Task directions:
The range to reproduce runs from the line containing "Task: for every instance of the eroded" through the last line of the listing below; give exactly those lines and no others.

Data records:
:::::

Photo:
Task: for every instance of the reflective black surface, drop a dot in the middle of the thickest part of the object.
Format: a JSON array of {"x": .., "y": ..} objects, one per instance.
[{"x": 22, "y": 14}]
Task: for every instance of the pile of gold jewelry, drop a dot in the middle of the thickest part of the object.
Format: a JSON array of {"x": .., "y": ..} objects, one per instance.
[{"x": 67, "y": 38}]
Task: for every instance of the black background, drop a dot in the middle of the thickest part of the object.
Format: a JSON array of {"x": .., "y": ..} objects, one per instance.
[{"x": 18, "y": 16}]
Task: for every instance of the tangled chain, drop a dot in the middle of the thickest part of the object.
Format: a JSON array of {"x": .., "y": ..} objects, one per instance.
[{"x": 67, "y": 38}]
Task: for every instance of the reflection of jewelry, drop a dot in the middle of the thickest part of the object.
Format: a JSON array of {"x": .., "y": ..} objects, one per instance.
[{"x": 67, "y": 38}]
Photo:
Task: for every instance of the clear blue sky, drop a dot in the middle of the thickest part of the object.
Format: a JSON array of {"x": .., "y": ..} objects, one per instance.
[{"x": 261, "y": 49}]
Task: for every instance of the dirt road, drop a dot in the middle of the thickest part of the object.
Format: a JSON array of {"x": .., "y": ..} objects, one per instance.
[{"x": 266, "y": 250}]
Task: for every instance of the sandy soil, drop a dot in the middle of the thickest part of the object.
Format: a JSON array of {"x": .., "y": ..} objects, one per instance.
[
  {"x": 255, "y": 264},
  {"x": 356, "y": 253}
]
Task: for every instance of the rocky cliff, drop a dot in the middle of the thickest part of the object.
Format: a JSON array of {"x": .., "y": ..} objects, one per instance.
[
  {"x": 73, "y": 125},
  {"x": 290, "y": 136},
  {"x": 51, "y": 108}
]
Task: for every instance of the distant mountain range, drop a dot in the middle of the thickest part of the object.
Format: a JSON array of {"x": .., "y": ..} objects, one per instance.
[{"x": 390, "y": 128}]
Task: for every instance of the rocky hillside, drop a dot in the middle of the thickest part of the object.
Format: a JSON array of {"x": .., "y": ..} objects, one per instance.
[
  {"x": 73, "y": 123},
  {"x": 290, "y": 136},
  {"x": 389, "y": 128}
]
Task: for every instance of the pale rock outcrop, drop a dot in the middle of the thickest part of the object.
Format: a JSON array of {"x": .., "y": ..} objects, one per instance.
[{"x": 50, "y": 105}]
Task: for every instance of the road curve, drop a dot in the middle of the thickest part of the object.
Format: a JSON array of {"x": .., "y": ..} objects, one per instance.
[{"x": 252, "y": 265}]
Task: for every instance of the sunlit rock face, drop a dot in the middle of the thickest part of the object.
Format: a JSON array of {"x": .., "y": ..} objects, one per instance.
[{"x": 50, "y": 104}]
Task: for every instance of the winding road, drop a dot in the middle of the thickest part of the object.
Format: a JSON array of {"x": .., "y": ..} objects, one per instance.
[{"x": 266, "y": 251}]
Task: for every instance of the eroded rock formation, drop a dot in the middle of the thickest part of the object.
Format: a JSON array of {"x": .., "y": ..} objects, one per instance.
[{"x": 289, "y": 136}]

:::::

Problem solution:
Task: for every instance of the eroded rock formation, drop a dot in the middle of the thickest part of the object.
Format: a JSON array of {"x": .., "y": ..} objects, one per instance.
[{"x": 289, "y": 136}]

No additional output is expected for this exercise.